Directions for this task »
The reply should hold every record, copied exactly, and none of the pictures.

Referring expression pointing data
▼
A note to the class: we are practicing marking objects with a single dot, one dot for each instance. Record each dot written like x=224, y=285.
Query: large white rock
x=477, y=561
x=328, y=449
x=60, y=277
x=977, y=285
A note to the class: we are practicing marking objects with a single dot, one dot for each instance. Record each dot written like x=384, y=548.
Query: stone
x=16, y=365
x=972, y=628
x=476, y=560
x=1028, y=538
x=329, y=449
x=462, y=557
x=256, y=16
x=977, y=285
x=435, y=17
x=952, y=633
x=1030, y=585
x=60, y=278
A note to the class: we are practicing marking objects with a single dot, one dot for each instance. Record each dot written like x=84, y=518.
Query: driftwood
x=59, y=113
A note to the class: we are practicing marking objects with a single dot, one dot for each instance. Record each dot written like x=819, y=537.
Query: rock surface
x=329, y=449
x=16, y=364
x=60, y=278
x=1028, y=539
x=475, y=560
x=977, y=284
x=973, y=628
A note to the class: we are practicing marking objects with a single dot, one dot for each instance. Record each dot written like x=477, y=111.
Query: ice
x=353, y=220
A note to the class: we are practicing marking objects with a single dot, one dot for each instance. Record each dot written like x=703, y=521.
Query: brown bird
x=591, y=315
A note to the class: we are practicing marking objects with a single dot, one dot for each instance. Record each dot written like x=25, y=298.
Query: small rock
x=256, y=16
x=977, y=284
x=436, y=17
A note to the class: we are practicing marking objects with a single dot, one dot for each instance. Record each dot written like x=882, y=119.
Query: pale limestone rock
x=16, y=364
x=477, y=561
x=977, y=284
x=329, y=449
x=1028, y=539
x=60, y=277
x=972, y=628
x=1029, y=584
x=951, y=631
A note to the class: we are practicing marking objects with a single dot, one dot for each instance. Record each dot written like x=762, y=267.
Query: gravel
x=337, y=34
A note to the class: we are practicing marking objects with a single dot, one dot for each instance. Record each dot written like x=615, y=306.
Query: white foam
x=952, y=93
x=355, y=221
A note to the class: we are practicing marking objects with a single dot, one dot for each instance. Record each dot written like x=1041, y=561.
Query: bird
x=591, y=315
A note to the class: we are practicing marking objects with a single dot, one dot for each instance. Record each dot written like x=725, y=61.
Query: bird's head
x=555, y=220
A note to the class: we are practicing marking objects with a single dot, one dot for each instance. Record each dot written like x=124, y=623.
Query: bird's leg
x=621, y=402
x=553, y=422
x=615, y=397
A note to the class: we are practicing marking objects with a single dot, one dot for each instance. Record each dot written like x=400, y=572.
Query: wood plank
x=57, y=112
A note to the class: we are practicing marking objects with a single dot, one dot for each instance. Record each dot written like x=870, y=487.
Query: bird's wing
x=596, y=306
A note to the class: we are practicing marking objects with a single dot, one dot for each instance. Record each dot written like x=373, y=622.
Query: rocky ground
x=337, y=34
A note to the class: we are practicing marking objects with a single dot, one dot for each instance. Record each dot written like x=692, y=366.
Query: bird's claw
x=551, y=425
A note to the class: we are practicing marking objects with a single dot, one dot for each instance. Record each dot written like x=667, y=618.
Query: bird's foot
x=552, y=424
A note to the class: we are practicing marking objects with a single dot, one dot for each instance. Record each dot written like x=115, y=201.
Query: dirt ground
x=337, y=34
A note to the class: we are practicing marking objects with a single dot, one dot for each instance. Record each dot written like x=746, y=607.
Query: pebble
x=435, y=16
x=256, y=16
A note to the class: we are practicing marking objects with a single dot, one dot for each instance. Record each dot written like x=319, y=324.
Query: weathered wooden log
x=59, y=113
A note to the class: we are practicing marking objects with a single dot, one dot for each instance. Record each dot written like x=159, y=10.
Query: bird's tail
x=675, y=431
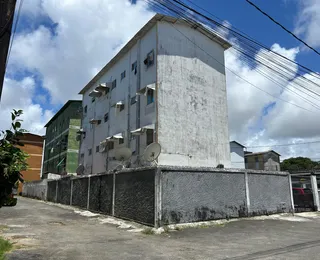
▲
Expected output »
A note to the class: we are practicing marking objects with a single dot, one dot for each instance. Record each dot written like x=224, y=285.
Query: large white rock
x=477, y=561
x=328, y=449
x=60, y=277
x=977, y=285
A note to the class: we are practicing marking objects with a single dot, one dot for each instance. Record each dot written like x=384, y=548.
Query: stone
x=16, y=365
x=972, y=628
x=476, y=560
x=1028, y=538
x=329, y=449
x=462, y=557
x=256, y=16
x=977, y=285
x=435, y=17
x=952, y=633
x=1030, y=585
x=60, y=278
A note to the class: we are practicing marking objects with a single dot, one dot for each instance. Record each dot written like x=84, y=518.
Query: driftwood
x=59, y=113
A note to the class: we are practicing marking objects with a single dot, one dot for each instance. Record each dot written like x=819, y=537.
Query: rock surface
x=329, y=449
x=16, y=364
x=60, y=278
x=1028, y=539
x=475, y=560
x=977, y=284
x=973, y=628
A note to the class: we are practicing marking objects with a single dot, one dot for each instance. Record each dot written like x=477, y=111.
Query: ice
x=353, y=220
A note to the class: we are practicing marking objects with a single dot, one dot for each instance. Record each dot written like x=703, y=521.
Query: brown bird
x=591, y=315
A note to the class: we are practicing marking objects with a single dot, one dot for each instance. Record each dot written like x=25, y=298.
Query: small rock
x=256, y=16
x=977, y=284
x=436, y=17
A note to the class: we are practicing marking objects with a single dot, one dot for each instance. Record each dot written like x=882, y=119.
Query: pale limestone rock
x=16, y=364
x=477, y=561
x=977, y=284
x=329, y=449
x=1028, y=539
x=60, y=277
x=972, y=628
x=1029, y=584
x=951, y=631
A note to the class: we are practicing marking objects with a single dot, one dot for each instance. Record each dot written like x=762, y=267.
Query: gravel
x=337, y=34
A note to the class: we are practicing marking objects with a single dot, one dot for each instance. Record each dot written like x=615, y=306.
Query: white foam
x=952, y=93
x=355, y=221
A note to the class: we are practicing marking objects with a single dot, one dot for each instance. Record each dot written like x=1041, y=561.
Query: bird
x=591, y=315
A note to the class: we are practicing marking objects with a single dot, one dot for each instance. Record each dot written like x=725, y=61.
Query: bird's head
x=555, y=220
A note to the class: we are practicing marking objects with a single dot, one dot for each instance. Record each dot written like x=124, y=623.
Query: bird's leg
x=621, y=402
x=553, y=422
x=615, y=397
A note to the class: we are practicing marking objects with a single dot, one dot for each instance. Record each dot written like x=400, y=572.
Query: wood plank
x=57, y=112
A note to the class: we are practicing marking objects with a single dot, one dot for each instance. Record each dot written like x=870, y=487.
Query: bird's wing
x=596, y=306
A note to the class: we are practicing marking objects with a single dot, one dot for each instance. Record each dot written like x=373, y=622.
Query: rocky ground
x=337, y=34
A note to the class: we are practicing marking objects with a single dot, one dot for each instance. Record each dot written like x=692, y=366.
Query: bird's claw
x=551, y=425
A note to the class: we are practicing marking objects with a single dot, one dot for each instance. Record each dot written like x=667, y=618.
Query: bird's foot
x=552, y=424
A note to the class: we are practicing marking objects with a single dot, one dot for each instance. Record each dot written like x=115, y=201.
Query: dirt ground
x=337, y=34
A note to the class: we are practicing marking objects with a single dot, one dot for each instance. Record each dot written like x=746, y=607.
Query: pebble
x=435, y=16
x=256, y=16
A note to the class: we are practicing marking objects with a single dot, one dot for each instance. Record each dot written like x=319, y=324.
Query: weathered wooden log
x=59, y=113
A note to the class: we are practicing marking objects with a single dot, one dot for each instance. Record each dot written like x=159, y=10.
Query: bird's tail
x=675, y=431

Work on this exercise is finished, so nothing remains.